:: What needs to be done ::
Return every line of the data below that contains the word "boat", copying each line in full.
— START OF Data lines —
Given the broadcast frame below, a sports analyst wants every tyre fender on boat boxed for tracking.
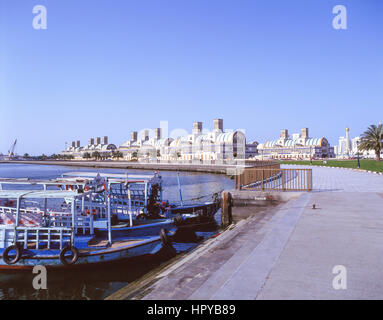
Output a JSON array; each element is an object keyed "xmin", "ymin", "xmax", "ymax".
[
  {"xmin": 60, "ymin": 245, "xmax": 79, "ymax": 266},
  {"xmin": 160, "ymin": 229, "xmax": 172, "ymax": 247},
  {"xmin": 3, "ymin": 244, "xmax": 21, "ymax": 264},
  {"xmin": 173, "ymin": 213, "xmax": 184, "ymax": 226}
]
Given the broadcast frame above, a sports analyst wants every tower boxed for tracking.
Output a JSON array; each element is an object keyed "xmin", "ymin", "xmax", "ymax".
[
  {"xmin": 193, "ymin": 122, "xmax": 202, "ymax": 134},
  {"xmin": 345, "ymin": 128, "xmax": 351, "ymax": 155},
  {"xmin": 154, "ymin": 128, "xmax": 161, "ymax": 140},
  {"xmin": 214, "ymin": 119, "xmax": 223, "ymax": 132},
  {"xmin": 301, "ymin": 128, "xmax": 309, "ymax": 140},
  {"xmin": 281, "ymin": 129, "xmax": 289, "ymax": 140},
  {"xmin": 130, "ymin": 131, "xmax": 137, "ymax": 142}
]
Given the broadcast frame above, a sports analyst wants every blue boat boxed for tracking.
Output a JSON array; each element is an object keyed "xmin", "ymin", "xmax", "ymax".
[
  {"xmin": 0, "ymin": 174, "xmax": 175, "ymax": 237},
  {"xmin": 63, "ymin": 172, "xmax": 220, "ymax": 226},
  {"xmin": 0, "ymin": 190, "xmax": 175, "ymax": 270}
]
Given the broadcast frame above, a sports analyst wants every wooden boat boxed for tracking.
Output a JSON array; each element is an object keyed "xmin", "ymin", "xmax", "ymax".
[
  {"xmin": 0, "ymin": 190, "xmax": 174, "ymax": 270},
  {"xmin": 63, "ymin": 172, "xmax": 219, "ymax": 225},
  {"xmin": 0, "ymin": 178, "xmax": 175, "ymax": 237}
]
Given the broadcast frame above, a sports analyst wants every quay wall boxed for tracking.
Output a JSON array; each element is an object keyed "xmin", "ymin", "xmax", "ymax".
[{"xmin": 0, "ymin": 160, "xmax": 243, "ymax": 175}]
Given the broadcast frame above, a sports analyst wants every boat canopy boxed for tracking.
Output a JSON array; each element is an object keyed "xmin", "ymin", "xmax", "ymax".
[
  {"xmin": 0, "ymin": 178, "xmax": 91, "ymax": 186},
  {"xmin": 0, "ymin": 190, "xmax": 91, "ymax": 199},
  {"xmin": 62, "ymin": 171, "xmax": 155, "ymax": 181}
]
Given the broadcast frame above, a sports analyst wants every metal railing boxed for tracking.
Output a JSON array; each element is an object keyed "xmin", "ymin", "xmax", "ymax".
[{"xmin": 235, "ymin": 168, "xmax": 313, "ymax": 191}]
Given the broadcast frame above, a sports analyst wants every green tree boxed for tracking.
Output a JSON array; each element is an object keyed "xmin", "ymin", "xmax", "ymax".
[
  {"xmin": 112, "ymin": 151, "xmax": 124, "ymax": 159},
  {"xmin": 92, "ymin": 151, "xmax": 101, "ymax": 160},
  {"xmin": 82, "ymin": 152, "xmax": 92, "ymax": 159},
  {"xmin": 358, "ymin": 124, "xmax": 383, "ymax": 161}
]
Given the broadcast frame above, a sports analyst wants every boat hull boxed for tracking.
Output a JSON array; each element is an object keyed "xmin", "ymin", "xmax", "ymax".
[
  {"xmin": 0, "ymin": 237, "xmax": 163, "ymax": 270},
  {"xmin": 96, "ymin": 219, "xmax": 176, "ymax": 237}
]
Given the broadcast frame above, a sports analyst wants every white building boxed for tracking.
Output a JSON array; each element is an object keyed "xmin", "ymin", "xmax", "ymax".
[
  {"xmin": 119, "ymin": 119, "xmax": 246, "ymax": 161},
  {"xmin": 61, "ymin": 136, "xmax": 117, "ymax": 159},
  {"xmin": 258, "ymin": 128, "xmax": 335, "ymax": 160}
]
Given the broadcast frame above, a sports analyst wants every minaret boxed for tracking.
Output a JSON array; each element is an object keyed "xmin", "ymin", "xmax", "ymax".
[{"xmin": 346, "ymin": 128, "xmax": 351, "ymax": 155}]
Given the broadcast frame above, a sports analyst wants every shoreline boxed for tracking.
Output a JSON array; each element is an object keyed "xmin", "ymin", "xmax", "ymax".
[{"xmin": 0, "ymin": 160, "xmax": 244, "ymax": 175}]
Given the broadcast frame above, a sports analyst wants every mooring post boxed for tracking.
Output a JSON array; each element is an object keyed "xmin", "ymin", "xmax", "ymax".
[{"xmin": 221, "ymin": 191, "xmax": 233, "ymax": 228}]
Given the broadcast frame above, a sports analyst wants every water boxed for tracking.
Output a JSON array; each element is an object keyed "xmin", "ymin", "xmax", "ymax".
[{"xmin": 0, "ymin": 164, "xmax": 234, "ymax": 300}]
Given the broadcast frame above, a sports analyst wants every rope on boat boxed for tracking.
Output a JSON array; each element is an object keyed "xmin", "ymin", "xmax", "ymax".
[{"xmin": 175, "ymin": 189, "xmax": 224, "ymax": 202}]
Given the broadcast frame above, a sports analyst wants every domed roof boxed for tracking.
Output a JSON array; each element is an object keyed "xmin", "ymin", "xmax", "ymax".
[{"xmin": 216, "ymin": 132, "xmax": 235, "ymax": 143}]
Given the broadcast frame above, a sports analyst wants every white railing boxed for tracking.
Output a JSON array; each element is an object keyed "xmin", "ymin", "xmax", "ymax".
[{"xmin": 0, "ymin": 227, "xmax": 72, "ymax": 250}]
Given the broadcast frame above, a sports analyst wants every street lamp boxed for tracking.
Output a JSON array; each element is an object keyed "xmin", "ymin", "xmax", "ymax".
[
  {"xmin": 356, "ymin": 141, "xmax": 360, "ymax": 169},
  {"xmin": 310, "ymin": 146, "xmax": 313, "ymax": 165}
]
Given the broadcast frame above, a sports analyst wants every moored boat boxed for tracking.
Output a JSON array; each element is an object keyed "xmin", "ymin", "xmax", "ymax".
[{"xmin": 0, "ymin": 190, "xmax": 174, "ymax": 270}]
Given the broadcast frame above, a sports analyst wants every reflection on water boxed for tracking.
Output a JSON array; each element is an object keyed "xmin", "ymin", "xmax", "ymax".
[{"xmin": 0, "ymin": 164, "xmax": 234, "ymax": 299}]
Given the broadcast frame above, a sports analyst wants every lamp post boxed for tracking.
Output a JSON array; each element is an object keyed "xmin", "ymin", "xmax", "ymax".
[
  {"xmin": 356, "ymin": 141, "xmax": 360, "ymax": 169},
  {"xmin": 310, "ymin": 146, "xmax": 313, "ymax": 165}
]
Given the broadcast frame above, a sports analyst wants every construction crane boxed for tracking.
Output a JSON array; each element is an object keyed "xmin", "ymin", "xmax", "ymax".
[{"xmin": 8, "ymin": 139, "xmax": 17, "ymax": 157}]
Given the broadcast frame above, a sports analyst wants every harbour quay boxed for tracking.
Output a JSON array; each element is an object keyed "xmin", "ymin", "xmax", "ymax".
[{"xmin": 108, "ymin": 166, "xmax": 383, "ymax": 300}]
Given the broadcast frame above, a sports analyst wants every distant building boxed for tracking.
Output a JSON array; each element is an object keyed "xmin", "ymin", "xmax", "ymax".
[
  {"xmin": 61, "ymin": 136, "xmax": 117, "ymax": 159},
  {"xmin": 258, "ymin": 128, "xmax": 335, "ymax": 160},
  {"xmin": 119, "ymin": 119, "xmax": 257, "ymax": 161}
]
— END OF Data lines —
:: Solved problem ::
Given the broadcast frame below, a sports analyst wants every tyre fender on boat boxed for tracking.
Given the broadcast frame above, a sports analyst wants every blue boat boxed for tracking.
Given the broadcast frame above, a sports analyst wants every wooden boat boxed for tracking.
Given the broadcast frame above, a sports analyst wants every boat canopy boxed for tracking.
Given the broadcast frame above, a sports analyst wants every boat hull boxed for tracking.
Given the broadcast frame above, a sports analyst wants every rope on boat boxed for tracking.
Given the broadcast frame above, a sports analyst wants every moored boat boxed for tracking.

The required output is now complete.